> Given instruction:
Present every one of the records below as a numbered list, leaving out any blank lines.

> Records from a point annotation dataset:
** begin **

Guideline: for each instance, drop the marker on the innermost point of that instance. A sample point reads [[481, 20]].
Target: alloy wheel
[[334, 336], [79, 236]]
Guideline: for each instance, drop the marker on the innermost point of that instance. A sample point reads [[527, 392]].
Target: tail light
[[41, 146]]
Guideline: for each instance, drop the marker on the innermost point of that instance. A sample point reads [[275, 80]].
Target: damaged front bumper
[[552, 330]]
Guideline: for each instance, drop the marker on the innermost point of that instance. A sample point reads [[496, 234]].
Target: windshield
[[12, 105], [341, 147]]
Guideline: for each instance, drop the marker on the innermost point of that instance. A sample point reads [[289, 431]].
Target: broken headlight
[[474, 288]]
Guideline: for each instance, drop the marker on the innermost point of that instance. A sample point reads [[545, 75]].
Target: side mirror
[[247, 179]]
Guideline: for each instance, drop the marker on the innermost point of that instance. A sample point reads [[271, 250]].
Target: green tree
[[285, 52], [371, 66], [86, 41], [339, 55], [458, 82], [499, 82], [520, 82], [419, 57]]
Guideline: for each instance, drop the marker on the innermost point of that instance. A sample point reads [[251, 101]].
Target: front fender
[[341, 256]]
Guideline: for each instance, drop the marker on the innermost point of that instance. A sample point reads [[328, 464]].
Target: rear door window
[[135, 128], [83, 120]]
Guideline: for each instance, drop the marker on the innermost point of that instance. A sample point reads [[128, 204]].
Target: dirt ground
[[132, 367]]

** end **

> Expected answer:
1. Guideline: for each instance, drop the marker on the innermost point of that instance. A sample point reads [[481, 20]].
2. Target: alloy wheel
3. [[334, 336], [79, 236]]
4. Guideline: for each instance, drop the marker on the innermost point of that instance. A sample point reads [[527, 392]].
5. Target: tail light
6. [[41, 146]]
7. Guideline: for each instance, drop the marker on the innermost point of that instance. A sample point reads [[275, 80]].
8. Target: damaged front bumper
9. [[552, 330]]
10. Guideline: for each instance, drop the marker on the innermost point of that instance. A sample point reads [[496, 234]].
11. Target: windshield
12. [[12, 105], [341, 147]]
13. Guideline: for each instance, drop the marker on the innermost point of that instance. A sample point reads [[289, 431]].
14. Target: broken headlight
15. [[474, 288]]
16. Guideline: for each instance, drop the marker on the innermost point of that instance. A sample point reads [[545, 75]].
17. Target: side mirror
18. [[247, 179]]
19. Guideline: for each instance, drop the marker on the innermost point of that instance. A sample point reads [[271, 250]].
20. Target: green tree
21. [[285, 52], [371, 66], [86, 41], [339, 55], [458, 82], [499, 82], [520, 82], [419, 57]]
22. Guideline: for each instance, drop the marker on the innermost point of that instance. A sample point reads [[251, 101]].
23. Target: front fender
24. [[341, 256]]
25. Guideline: for each instance, drop the marker on the innermost point of that instance. A sample point reads [[328, 464]].
26. Target: rear door window
27. [[135, 128], [83, 120]]
28. Guideline: for each instance, drop the marker on the innermost point of that instance. A sample point reads [[128, 204]].
29. Target: dirt ground
30. [[132, 367]]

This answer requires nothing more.